§ Work instructions
Show each line from the listing that includes the word "logo".

§ Extracted information

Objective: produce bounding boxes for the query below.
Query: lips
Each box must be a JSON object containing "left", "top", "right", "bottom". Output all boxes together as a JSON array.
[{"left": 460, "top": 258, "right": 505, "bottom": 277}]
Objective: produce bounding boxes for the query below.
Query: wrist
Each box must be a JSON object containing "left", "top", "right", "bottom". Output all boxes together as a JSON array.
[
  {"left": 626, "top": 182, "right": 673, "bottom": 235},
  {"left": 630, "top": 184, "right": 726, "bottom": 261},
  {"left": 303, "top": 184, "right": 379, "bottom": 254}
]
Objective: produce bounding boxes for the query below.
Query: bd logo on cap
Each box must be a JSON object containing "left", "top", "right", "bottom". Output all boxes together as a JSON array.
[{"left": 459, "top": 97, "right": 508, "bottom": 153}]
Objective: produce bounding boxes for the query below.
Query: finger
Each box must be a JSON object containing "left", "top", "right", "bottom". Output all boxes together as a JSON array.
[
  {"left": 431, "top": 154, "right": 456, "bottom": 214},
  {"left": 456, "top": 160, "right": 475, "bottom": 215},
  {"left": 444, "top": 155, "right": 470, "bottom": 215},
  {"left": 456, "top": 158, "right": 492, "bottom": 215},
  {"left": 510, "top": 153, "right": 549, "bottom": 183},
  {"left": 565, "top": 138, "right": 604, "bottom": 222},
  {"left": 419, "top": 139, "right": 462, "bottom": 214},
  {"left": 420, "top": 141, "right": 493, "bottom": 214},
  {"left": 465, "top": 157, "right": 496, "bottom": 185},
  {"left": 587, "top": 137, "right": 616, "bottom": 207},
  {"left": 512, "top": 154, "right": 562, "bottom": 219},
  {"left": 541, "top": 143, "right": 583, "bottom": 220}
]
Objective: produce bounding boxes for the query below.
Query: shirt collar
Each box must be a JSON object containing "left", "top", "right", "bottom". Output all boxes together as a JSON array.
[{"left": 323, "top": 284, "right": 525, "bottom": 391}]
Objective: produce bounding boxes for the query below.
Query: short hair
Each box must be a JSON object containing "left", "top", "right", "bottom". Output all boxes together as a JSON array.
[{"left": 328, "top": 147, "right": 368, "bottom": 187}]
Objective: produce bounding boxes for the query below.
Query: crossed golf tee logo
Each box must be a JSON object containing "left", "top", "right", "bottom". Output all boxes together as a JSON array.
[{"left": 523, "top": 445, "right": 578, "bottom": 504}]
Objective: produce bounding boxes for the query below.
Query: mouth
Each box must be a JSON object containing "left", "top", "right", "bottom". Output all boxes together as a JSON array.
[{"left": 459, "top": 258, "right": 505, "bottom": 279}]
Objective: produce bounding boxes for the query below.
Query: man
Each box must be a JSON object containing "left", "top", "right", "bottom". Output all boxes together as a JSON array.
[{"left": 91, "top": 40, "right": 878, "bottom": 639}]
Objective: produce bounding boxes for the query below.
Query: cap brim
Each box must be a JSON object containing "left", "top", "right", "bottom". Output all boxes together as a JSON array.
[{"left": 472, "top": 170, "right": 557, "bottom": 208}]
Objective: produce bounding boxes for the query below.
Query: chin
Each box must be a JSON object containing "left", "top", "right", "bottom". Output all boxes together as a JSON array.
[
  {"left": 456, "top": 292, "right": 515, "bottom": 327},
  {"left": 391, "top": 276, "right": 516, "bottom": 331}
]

§ Answer box
Query: bd logo on cap
Query: crossed golf tee logo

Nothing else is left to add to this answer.